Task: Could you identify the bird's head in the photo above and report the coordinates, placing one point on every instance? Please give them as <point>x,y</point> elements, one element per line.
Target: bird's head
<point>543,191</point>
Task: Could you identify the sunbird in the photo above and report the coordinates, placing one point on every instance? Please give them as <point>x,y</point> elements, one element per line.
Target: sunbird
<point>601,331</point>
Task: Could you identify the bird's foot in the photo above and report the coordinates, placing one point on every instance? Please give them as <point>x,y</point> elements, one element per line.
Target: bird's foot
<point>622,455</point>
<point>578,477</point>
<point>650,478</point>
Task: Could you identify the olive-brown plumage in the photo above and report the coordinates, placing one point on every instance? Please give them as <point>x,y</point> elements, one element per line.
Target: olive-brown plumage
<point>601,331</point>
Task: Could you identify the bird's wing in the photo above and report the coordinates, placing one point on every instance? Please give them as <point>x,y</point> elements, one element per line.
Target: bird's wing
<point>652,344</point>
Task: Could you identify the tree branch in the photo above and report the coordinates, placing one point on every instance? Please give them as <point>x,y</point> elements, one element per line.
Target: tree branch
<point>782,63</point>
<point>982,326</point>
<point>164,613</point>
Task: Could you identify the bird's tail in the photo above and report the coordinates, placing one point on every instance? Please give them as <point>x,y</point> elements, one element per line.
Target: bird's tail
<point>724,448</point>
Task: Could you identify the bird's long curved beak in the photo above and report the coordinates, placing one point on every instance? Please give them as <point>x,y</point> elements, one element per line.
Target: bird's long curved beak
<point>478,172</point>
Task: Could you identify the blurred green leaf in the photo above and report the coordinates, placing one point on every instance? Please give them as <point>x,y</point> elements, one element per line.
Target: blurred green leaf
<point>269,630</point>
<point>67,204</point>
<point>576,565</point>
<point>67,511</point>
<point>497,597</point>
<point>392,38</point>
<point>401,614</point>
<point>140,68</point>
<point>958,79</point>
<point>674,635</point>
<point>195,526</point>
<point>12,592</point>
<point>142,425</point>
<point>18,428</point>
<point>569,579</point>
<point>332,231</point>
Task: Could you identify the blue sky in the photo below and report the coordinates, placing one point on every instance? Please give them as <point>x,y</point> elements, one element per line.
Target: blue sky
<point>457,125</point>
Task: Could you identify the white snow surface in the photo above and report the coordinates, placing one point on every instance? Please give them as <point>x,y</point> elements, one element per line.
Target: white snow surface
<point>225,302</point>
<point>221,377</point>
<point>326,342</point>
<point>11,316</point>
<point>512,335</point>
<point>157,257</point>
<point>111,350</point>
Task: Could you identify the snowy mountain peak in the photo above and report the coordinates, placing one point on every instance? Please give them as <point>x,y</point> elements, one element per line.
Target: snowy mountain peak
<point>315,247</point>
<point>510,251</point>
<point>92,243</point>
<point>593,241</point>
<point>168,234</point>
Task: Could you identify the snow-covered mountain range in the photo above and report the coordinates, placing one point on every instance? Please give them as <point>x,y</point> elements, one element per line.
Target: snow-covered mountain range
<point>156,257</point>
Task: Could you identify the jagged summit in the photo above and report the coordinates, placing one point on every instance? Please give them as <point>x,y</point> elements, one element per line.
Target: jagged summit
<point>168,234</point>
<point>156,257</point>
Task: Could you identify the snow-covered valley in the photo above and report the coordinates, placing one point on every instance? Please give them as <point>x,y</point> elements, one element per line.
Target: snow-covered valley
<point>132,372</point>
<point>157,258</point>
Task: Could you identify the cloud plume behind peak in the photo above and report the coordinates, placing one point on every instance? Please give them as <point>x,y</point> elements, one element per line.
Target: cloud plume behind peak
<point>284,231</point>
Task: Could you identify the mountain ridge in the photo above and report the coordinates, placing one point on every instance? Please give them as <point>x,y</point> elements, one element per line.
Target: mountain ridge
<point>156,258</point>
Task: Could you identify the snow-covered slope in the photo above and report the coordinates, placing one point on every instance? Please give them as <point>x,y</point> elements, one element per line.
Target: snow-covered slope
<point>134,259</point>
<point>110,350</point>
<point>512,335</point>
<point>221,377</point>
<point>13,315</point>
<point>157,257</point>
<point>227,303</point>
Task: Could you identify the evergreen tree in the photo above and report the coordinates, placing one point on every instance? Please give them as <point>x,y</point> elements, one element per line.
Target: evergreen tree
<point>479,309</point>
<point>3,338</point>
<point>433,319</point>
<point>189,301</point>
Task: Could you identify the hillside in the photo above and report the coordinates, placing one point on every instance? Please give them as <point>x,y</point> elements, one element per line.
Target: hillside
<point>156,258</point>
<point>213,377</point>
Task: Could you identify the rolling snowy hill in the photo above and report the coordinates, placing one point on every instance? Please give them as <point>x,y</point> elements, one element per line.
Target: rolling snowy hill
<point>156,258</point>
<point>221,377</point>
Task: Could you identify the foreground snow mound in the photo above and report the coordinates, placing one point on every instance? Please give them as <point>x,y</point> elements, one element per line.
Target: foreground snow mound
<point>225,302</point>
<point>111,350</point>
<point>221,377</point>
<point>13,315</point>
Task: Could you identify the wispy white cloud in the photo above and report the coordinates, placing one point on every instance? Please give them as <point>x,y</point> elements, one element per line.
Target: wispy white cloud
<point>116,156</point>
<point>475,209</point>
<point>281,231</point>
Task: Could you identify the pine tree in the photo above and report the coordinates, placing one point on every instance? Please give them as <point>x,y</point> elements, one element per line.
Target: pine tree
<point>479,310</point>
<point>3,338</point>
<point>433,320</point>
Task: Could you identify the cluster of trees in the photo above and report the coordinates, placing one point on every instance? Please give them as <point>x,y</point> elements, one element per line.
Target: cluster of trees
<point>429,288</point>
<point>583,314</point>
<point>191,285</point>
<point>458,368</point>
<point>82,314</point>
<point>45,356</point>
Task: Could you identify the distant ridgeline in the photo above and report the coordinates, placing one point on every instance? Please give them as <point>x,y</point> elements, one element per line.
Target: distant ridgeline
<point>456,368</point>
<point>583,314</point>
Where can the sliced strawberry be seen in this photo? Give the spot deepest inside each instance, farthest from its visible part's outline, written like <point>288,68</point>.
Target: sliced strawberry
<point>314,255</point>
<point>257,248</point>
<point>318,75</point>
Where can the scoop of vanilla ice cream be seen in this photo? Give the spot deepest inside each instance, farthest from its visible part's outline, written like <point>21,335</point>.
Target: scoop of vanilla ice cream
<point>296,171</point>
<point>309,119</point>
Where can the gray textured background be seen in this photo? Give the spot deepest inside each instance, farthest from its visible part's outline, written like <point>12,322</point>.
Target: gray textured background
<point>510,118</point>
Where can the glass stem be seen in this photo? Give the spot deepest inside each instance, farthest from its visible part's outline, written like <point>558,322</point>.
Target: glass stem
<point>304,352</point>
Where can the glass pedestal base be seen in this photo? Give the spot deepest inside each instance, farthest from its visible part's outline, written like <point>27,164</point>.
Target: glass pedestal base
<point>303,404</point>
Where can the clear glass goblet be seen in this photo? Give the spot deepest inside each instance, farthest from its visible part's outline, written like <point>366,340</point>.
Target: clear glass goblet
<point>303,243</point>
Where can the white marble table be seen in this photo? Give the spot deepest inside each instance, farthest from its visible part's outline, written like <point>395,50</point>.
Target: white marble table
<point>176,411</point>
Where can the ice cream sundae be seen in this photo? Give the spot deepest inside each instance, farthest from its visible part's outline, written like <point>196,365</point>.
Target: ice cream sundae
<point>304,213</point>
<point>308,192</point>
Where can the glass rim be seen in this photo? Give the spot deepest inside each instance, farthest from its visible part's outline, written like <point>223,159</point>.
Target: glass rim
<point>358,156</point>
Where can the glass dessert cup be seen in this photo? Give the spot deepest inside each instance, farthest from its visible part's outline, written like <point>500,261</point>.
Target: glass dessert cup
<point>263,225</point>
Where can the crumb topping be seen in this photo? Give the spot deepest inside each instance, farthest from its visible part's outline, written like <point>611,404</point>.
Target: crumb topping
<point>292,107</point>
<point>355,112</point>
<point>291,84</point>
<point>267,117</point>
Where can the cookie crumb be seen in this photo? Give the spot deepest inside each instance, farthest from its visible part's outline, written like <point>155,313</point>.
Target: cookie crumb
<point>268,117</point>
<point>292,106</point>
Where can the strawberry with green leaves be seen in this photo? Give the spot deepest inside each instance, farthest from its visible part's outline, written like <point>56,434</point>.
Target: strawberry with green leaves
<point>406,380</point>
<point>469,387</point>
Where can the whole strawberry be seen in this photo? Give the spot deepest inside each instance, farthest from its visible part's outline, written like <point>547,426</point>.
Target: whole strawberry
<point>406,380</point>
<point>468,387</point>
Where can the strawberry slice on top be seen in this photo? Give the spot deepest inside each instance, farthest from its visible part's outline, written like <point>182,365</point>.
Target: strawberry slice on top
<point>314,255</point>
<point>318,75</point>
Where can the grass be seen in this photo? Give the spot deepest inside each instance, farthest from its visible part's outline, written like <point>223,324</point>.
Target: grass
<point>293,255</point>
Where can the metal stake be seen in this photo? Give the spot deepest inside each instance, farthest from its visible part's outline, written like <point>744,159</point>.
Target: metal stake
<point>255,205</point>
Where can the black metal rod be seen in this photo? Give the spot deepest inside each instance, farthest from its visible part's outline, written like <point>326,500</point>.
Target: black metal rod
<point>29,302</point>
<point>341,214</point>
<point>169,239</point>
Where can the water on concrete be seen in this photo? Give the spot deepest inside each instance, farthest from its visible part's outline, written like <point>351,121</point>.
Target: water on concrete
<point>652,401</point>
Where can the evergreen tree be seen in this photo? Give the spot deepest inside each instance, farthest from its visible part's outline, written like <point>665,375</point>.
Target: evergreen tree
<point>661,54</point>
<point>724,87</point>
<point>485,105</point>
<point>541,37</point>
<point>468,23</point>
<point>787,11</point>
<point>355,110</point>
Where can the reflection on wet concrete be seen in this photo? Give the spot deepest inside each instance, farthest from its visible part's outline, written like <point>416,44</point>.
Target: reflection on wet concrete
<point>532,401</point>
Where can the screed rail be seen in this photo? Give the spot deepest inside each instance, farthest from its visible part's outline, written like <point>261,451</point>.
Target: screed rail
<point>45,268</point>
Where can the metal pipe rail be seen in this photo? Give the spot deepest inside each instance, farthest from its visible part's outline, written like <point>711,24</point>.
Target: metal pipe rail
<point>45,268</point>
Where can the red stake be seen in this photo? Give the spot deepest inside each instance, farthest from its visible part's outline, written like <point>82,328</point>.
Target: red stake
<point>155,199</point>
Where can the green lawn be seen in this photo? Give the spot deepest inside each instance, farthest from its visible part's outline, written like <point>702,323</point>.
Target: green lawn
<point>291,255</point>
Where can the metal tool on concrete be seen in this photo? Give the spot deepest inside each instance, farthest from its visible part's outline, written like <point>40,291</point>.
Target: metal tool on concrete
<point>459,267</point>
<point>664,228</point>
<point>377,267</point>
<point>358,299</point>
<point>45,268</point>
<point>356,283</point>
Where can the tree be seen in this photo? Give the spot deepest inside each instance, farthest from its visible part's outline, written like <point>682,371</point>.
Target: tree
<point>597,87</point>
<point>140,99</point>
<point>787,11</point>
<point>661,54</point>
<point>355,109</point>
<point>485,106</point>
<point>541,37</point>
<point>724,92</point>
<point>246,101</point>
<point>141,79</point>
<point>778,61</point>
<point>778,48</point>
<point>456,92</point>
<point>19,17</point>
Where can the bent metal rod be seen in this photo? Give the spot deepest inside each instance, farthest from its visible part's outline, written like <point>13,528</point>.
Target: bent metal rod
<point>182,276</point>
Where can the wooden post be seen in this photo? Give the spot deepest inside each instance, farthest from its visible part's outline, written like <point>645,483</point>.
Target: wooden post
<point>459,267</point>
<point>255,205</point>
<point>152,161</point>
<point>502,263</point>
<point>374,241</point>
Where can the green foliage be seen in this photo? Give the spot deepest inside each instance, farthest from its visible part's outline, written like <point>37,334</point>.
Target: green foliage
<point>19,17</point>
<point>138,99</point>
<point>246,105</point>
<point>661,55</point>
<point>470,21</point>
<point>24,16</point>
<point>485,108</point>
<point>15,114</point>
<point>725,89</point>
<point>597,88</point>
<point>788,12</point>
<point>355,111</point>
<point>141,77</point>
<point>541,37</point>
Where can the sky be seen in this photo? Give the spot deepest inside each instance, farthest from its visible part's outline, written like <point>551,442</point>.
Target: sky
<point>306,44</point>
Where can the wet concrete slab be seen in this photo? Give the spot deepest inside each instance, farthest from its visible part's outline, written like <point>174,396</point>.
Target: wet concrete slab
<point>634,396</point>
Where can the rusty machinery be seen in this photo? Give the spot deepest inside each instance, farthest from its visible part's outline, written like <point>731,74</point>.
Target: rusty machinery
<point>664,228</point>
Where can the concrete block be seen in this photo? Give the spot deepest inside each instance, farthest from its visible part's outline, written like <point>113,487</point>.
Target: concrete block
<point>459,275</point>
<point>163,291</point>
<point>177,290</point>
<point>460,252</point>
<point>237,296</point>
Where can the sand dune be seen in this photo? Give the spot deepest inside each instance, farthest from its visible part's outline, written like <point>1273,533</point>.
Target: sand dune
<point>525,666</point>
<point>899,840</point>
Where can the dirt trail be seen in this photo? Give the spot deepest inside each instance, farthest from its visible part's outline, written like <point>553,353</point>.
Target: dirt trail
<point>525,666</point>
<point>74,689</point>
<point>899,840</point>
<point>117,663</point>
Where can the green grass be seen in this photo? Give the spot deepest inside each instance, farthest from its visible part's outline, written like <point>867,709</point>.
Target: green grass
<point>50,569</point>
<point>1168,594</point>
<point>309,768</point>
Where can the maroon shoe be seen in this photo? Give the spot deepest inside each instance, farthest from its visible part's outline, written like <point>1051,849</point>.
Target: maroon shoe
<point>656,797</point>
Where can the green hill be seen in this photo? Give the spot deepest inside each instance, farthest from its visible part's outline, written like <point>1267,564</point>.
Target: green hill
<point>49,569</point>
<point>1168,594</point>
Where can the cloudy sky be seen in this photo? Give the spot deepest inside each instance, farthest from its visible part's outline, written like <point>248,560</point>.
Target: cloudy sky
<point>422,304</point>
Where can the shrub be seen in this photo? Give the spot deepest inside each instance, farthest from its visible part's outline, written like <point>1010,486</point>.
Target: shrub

* [Exercise directions]:
Please copy out each line of the listing above that contains the string "shrub".

* [Written solution]:
Where can the shrub be seen in this photo? Give the spot deepest inside each instance, farthest from its visible part's outline, written like <point>1010,486</point>.
Target: shrub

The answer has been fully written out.